=== Exercise goal ===
Please copy out each line of the entries in which "metal" appears.

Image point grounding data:

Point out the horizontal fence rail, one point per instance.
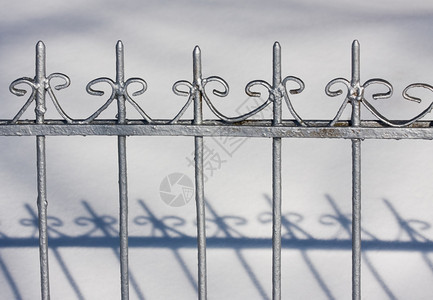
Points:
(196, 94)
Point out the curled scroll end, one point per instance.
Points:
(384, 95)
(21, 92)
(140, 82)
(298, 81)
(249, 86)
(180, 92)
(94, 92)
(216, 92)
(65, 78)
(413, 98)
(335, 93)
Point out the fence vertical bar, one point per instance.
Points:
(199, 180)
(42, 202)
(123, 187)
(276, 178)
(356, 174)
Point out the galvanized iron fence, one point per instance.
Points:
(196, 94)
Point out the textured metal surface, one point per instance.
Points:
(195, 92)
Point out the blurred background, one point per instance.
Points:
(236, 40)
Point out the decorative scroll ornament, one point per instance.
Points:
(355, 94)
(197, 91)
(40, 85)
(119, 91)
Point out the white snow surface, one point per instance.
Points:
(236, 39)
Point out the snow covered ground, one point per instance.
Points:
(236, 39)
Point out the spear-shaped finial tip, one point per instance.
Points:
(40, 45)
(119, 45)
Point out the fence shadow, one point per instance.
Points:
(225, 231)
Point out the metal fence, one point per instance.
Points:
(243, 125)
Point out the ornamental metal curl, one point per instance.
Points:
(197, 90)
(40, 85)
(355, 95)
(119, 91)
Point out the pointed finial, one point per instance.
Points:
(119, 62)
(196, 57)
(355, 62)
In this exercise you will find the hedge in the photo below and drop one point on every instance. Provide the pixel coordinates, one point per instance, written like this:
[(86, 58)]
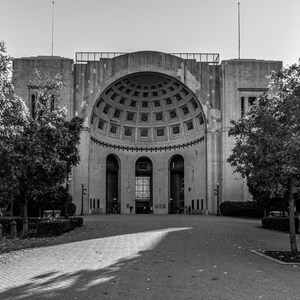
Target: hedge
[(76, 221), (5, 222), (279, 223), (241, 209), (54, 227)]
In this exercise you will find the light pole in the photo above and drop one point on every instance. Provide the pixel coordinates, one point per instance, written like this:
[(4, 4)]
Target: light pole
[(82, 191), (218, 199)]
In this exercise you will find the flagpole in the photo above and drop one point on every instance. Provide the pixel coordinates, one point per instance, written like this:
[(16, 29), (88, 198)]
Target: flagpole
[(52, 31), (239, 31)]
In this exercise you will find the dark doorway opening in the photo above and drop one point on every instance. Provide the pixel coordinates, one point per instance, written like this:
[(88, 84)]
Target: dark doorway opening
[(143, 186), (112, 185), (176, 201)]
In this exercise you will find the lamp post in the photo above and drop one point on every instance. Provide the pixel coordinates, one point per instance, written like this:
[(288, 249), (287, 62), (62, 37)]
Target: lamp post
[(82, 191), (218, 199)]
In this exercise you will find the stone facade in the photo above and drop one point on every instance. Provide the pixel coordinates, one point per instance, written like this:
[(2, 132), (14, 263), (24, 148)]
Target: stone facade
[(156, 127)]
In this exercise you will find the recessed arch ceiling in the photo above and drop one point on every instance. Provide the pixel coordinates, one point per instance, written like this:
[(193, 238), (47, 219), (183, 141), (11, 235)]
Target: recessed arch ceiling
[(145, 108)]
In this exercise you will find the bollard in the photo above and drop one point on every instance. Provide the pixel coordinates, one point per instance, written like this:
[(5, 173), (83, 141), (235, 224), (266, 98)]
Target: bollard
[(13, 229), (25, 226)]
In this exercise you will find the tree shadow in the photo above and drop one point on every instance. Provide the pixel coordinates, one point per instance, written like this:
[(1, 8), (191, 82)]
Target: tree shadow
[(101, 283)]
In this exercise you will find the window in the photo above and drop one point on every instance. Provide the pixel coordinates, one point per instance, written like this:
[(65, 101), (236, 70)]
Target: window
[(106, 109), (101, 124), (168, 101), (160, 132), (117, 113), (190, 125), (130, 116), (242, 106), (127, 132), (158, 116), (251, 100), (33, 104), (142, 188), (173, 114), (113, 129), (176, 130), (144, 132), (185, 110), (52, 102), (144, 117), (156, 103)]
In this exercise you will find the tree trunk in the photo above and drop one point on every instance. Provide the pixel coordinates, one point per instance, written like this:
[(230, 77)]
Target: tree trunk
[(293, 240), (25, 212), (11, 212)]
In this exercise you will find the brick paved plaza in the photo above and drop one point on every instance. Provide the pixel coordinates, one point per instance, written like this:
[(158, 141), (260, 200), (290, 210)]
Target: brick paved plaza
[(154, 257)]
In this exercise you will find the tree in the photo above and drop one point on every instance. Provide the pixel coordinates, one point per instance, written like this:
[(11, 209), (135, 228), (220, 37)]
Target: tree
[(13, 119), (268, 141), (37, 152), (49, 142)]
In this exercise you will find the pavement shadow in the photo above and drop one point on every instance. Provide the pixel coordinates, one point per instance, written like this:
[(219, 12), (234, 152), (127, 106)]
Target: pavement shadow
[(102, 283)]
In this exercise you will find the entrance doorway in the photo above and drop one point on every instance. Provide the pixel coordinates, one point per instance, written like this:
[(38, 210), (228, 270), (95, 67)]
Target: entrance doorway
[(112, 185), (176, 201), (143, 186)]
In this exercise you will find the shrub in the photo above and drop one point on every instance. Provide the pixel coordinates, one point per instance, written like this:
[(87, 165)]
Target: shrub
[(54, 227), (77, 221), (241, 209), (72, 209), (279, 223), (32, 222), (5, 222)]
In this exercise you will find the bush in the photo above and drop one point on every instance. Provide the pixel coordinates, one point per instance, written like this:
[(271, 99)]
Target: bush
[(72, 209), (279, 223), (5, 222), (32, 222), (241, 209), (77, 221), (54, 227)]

=== Solution to the problem ===
Point out the textured metal surface, one point per instance.
Point out the metal fence, one point per instance.
Point out the ornamental metal curl, one point per instance.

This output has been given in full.